◆ EXERCISE ◆
Report each line of the listing below that contains the string "opening". Case counts.

[Point annotation listing]
━━━━━━━━

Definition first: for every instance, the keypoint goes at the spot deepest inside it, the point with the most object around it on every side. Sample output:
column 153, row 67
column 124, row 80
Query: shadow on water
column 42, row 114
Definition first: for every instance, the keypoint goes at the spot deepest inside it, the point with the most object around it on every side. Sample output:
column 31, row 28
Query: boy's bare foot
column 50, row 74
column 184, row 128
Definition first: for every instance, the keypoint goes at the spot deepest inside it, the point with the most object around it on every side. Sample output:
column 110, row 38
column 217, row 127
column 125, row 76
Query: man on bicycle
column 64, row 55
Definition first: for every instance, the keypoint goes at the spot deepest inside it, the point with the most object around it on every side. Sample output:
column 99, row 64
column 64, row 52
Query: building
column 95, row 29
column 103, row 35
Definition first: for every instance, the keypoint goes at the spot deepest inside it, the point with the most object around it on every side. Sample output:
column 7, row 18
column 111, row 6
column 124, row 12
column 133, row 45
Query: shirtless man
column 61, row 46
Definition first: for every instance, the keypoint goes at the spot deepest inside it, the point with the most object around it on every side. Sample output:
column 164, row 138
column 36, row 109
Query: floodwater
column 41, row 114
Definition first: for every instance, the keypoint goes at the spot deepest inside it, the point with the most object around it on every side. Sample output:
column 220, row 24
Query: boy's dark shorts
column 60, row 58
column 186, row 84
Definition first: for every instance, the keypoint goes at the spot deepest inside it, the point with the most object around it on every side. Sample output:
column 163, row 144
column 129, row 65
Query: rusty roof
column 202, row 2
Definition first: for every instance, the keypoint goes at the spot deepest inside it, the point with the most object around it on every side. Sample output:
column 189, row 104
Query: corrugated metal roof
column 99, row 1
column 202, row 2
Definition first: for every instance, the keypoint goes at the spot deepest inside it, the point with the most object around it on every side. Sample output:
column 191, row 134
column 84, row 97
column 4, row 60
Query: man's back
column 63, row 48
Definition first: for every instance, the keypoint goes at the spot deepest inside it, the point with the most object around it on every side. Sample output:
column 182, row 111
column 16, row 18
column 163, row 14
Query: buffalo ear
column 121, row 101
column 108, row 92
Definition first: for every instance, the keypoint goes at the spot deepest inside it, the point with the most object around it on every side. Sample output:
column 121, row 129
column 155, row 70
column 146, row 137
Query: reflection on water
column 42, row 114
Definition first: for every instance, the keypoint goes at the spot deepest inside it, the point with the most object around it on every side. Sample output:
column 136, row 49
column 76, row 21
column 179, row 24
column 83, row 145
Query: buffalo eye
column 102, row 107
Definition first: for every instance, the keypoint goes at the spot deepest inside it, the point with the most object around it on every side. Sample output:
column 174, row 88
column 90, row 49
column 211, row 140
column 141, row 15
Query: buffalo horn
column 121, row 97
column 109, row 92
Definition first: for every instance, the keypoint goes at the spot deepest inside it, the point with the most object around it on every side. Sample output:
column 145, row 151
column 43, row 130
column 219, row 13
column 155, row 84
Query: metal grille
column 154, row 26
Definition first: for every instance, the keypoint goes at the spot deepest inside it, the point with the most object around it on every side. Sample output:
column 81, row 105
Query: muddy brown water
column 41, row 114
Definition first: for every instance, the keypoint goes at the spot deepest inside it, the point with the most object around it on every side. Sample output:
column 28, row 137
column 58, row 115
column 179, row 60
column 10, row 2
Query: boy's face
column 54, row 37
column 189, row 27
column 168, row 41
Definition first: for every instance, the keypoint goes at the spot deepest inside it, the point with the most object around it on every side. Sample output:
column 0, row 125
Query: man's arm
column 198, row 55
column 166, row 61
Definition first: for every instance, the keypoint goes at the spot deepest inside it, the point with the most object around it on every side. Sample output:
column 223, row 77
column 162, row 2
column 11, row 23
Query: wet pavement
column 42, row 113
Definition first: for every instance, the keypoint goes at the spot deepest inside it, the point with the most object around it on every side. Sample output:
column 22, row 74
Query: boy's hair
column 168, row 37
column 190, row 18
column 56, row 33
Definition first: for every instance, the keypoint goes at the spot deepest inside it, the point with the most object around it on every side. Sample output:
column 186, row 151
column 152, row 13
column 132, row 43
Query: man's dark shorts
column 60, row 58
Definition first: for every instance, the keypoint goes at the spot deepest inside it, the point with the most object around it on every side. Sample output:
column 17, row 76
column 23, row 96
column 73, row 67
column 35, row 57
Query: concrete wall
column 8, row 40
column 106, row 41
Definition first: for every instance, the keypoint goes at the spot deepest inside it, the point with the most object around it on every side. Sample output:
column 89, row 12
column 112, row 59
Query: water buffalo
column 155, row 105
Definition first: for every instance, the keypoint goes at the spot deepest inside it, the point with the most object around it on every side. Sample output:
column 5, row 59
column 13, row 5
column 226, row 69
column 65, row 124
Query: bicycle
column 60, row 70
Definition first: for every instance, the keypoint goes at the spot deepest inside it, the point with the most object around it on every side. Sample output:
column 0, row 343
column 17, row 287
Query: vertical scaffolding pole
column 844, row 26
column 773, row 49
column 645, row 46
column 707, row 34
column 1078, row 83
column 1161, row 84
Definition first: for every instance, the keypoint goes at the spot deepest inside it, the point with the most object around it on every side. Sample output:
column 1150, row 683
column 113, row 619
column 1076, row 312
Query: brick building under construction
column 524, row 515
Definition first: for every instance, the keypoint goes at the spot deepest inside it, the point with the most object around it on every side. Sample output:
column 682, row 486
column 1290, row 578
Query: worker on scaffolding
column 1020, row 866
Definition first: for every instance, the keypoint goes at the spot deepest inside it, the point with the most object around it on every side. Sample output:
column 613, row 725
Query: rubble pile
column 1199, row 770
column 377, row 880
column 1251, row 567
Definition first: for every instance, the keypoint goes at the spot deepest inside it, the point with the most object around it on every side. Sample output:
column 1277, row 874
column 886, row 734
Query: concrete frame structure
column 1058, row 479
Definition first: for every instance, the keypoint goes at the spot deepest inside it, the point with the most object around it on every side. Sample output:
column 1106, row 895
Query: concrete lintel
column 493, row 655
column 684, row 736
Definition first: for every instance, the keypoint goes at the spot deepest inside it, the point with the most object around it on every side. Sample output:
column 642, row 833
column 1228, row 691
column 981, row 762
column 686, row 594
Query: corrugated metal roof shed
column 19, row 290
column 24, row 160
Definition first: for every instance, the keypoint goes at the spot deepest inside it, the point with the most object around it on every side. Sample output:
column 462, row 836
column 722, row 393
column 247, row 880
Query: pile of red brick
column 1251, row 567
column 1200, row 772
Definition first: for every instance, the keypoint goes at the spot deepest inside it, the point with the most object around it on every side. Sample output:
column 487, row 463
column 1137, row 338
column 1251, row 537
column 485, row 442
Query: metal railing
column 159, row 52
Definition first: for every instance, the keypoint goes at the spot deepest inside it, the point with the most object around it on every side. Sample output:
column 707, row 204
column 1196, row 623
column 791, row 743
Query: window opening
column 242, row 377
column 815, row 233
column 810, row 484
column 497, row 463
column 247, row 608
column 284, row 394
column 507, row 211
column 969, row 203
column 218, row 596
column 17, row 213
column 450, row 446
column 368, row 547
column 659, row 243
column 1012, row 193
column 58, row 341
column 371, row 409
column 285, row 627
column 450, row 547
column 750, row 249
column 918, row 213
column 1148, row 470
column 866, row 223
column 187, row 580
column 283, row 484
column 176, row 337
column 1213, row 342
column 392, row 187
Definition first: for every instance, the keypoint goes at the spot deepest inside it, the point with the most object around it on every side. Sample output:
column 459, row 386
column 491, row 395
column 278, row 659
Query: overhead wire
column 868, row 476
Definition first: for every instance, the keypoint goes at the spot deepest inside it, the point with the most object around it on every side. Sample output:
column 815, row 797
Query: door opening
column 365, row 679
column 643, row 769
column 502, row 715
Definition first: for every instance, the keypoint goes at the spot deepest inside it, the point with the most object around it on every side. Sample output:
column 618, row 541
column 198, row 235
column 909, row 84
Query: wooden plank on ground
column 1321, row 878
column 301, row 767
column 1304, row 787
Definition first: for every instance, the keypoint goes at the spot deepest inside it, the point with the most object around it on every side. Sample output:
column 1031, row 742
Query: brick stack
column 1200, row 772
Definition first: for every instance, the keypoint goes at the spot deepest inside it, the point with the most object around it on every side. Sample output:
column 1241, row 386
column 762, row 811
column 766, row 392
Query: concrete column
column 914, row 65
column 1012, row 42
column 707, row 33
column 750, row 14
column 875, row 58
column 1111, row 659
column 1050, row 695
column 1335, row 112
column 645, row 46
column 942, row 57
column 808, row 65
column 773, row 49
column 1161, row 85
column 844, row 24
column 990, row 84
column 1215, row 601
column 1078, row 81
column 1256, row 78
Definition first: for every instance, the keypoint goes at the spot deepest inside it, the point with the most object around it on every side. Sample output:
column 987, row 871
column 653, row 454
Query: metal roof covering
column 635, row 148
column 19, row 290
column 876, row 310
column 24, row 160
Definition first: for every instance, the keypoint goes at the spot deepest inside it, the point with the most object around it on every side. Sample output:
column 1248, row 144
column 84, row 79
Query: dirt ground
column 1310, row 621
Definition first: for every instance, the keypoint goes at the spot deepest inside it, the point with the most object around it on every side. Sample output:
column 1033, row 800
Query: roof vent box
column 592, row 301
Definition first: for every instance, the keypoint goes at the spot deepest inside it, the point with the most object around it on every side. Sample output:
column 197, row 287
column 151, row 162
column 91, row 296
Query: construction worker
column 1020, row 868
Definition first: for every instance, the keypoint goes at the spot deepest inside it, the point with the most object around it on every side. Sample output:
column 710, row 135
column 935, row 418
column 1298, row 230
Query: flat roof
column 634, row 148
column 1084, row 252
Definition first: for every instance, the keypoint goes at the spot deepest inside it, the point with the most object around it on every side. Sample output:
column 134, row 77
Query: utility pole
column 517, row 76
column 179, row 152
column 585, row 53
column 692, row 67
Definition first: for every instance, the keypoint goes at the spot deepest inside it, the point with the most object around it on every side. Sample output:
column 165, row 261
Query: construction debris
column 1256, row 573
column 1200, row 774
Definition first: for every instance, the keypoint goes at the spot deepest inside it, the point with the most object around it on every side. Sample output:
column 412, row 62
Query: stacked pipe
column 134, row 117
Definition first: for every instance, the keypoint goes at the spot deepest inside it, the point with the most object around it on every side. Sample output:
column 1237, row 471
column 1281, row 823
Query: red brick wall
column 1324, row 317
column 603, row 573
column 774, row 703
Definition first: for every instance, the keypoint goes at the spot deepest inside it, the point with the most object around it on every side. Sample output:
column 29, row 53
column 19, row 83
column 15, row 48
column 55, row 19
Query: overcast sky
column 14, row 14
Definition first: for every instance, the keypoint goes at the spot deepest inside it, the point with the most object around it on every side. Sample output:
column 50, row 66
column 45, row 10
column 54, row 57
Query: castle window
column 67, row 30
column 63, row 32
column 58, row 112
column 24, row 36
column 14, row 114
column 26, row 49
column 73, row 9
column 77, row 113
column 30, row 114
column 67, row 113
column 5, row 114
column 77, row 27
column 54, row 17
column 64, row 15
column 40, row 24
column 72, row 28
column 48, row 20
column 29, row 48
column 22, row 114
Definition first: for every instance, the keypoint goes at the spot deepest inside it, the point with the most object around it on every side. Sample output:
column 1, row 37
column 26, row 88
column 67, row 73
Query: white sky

━━━━━━━━

◆ TASK ANSWER ◆
Query: window opening
Query: door opening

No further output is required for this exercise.